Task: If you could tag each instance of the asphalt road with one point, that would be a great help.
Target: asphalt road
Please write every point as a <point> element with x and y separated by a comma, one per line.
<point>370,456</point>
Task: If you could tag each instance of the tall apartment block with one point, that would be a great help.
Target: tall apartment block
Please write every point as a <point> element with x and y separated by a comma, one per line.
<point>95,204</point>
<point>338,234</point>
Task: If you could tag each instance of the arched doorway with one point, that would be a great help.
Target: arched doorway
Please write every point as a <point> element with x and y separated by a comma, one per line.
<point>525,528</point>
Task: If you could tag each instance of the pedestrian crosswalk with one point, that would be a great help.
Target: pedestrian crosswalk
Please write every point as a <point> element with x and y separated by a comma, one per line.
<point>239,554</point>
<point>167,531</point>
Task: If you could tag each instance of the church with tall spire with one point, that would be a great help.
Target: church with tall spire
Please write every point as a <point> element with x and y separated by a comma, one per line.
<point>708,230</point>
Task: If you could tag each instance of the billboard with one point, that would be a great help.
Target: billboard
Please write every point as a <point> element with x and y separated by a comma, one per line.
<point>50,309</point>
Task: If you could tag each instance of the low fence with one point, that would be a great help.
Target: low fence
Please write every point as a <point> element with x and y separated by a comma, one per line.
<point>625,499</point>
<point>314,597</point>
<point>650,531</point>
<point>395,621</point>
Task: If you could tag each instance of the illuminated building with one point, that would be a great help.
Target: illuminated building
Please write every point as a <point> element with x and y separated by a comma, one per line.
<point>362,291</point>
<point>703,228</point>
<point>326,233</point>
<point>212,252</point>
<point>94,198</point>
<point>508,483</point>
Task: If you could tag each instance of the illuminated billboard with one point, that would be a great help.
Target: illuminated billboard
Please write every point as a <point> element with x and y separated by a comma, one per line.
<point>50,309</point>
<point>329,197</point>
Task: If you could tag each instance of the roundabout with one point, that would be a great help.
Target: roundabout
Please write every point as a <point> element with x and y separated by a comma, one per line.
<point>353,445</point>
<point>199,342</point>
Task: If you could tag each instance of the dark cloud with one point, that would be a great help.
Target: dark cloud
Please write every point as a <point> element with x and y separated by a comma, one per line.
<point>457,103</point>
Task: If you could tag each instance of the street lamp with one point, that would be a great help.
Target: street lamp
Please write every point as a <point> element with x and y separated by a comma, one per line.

» EXERCISE BRIEF: Write out exactly the lines above from the line with "Target: arched doorway" through the line with "Target: illuminated building", both of them included, and leave out all other lines.

» ANSWER SPACE:
Target: arched doorway
Please write every point as a <point> element with x and y separated by a comma, one per line.
<point>525,528</point>
Task: If you could tag each instance of the pedestrian crosswalk with one point, that would be a great help.
Target: pedestrian crosswalk
Please write every point as a <point> element with x and y separated by a comma, one per line.
<point>239,554</point>
<point>167,531</point>
Task: If you could tag each instance of the church with tall spire with one point, that would be a great help.
Target: church with tall spire
Please write every point as a <point> element with x and y separated by a comma, one per line.
<point>708,230</point>
Task: If you could tag each instance of the billboard with one point, that would be a great help.
Target: billboard
Please write every point as a <point> element with x and y separated by a comma, one per line.
<point>50,309</point>
Task: If you could tag each instance of the low fence with one point, that would be a great help.
Target: low fence
Please write every point as a <point> element with x and y separated by a comma, one per line.
<point>625,499</point>
<point>314,597</point>
<point>650,531</point>
<point>395,621</point>
Task: If you could tag each instance of the illuminated building with one point, that would be a great help.
Target: illuminated building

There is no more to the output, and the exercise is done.